EXERCISE BRIEF: Please count how many lines below contain the word "fluted" and give nothing but that figure.

DATA EXTRACT:
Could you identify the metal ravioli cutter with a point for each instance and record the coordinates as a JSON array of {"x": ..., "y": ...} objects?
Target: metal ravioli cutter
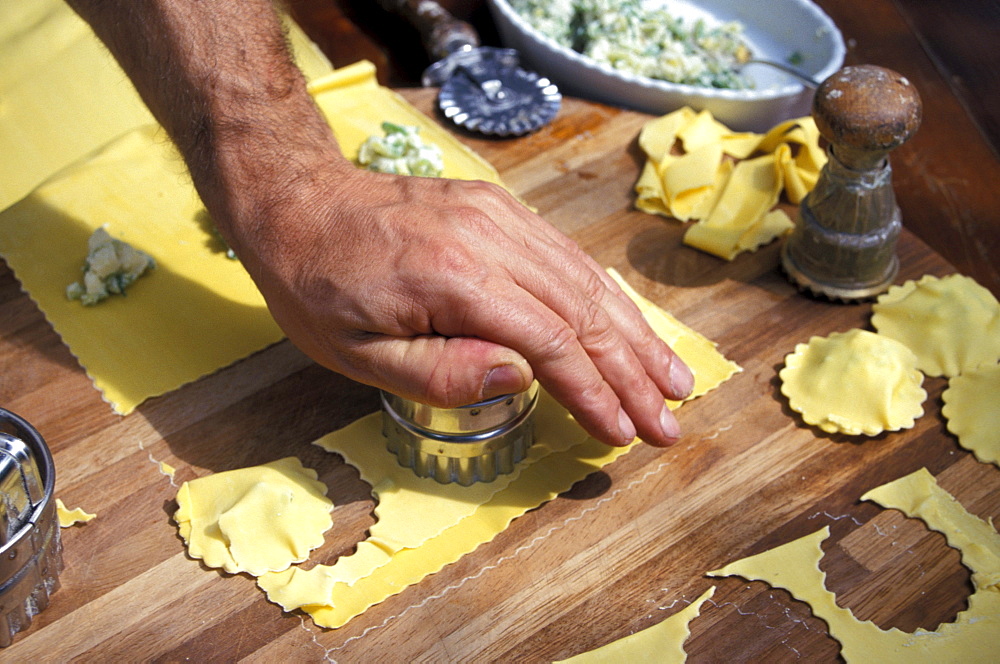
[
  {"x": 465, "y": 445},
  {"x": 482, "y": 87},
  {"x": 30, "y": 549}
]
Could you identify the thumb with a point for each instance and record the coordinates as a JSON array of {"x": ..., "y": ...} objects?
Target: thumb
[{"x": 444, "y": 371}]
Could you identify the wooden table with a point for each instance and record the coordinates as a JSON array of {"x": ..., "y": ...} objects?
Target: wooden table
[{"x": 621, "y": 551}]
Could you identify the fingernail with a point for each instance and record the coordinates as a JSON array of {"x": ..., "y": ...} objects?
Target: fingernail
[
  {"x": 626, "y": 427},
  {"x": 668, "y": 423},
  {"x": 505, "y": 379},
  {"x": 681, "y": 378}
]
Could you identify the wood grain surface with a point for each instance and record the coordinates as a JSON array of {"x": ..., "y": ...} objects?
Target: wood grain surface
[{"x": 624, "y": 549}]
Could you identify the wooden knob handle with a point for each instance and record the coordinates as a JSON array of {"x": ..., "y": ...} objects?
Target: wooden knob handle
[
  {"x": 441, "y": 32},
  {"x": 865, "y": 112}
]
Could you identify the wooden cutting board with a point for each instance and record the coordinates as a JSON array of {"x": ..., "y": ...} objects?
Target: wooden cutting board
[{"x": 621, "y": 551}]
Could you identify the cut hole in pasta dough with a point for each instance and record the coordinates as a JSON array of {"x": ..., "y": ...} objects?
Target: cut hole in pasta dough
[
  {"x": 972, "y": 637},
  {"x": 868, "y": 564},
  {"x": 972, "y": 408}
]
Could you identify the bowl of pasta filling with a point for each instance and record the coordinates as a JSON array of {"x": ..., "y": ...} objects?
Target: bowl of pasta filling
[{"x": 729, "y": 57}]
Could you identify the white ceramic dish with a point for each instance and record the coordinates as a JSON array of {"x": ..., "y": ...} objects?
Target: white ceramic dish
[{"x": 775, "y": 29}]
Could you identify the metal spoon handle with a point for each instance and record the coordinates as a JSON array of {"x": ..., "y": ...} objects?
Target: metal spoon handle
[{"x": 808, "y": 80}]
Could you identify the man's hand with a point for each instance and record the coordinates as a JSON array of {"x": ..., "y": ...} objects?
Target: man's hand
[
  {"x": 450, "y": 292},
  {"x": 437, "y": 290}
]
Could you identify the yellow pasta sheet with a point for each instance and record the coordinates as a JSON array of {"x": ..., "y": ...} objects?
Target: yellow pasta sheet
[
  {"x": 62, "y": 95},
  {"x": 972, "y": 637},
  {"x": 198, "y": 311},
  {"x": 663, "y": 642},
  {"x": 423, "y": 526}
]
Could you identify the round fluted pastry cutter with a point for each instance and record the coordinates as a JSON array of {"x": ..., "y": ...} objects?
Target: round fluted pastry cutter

RESPONSE BOX: 2